Problem to solve: Format these lines as a Markdown table with the columns Number and Record line, one row per line and blank lines left out.

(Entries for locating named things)
....................
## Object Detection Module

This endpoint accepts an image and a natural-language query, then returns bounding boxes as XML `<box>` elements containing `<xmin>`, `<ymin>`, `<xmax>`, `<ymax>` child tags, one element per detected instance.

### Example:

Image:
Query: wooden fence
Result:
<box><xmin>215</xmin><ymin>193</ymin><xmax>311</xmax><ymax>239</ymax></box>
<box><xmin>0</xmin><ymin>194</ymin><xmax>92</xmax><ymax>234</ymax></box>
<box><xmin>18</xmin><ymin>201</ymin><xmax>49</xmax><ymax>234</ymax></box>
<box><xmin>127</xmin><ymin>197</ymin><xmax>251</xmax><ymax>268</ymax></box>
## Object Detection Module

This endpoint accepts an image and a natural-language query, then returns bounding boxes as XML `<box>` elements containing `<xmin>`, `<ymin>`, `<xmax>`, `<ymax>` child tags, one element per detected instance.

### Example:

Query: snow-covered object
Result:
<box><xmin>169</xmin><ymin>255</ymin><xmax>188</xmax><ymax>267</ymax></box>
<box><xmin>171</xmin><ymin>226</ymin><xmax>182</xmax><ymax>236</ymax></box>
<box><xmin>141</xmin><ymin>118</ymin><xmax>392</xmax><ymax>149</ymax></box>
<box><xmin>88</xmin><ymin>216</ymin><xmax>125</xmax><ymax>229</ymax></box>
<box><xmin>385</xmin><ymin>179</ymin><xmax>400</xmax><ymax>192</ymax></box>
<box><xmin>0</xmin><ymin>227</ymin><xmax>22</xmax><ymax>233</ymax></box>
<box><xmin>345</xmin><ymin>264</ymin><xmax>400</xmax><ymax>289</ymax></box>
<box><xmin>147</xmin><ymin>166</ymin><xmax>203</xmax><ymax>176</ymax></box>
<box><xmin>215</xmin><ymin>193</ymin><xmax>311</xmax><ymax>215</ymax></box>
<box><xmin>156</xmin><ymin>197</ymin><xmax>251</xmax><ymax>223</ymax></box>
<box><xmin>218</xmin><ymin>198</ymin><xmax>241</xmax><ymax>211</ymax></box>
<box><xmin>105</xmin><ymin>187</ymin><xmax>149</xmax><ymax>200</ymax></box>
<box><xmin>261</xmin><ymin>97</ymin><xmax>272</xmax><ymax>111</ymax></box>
....................
Solution to this problem:
| Number | Record line |
|---|---|
| 1 | ## Object Detection Module |
| 2 | This endpoint accepts an image and a natural-language query, then returns bounding boxes as XML `<box>` elements containing `<xmin>`, `<ymin>`, `<xmax>`, `<ymax>` child tags, one element per detected instance. |
| 3 | ### Example: |
| 4 | Image: |
| 5 | Query: wooden fence |
| 6 | Result: |
| 7 | <box><xmin>215</xmin><ymin>193</ymin><xmax>311</xmax><ymax>239</ymax></box> |
| 8 | <box><xmin>0</xmin><ymin>194</ymin><xmax>92</xmax><ymax>234</ymax></box> |
| 9 | <box><xmin>18</xmin><ymin>201</ymin><xmax>49</xmax><ymax>234</ymax></box> |
| 10 | <box><xmin>127</xmin><ymin>197</ymin><xmax>251</xmax><ymax>268</ymax></box> |
| 11 | ## Object Detection Module |
| 12 | This endpoint accepts an image and a natural-language query, then returns bounding boxes as XML `<box>` elements containing `<xmin>`, `<ymin>`, `<xmax>`, `<ymax>` child tags, one element per detected instance. |
| 13 | ### Example: |
| 14 | Query: snow-covered object |
| 15 | Result: |
| 16 | <box><xmin>169</xmin><ymin>255</ymin><xmax>188</xmax><ymax>267</ymax></box> |
| 17 | <box><xmin>171</xmin><ymin>226</ymin><xmax>182</xmax><ymax>236</ymax></box> |
| 18 | <box><xmin>141</xmin><ymin>118</ymin><xmax>392</xmax><ymax>149</ymax></box> |
| 19 | <box><xmin>88</xmin><ymin>216</ymin><xmax>125</xmax><ymax>229</ymax></box> |
| 20 | <box><xmin>385</xmin><ymin>179</ymin><xmax>400</xmax><ymax>192</ymax></box> |
| 21 | <box><xmin>0</xmin><ymin>227</ymin><xmax>22</xmax><ymax>233</ymax></box> |
| 22 | <box><xmin>345</xmin><ymin>264</ymin><xmax>400</xmax><ymax>289</ymax></box> |
| 23 | <box><xmin>147</xmin><ymin>166</ymin><xmax>203</xmax><ymax>176</ymax></box> |
| 24 | <box><xmin>215</xmin><ymin>193</ymin><xmax>311</xmax><ymax>215</ymax></box> |
| 25 | <box><xmin>156</xmin><ymin>197</ymin><xmax>251</xmax><ymax>223</ymax></box> |
| 26 | <box><xmin>218</xmin><ymin>198</ymin><xmax>241</xmax><ymax>211</ymax></box> |
| 27 | <box><xmin>105</xmin><ymin>187</ymin><xmax>149</xmax><ymax>200</ymax></box> |
| 28 | <box><xmin>261</xmin><ymin>97</ymin><xmax>272</xmax><ymax>111</ymax></box> |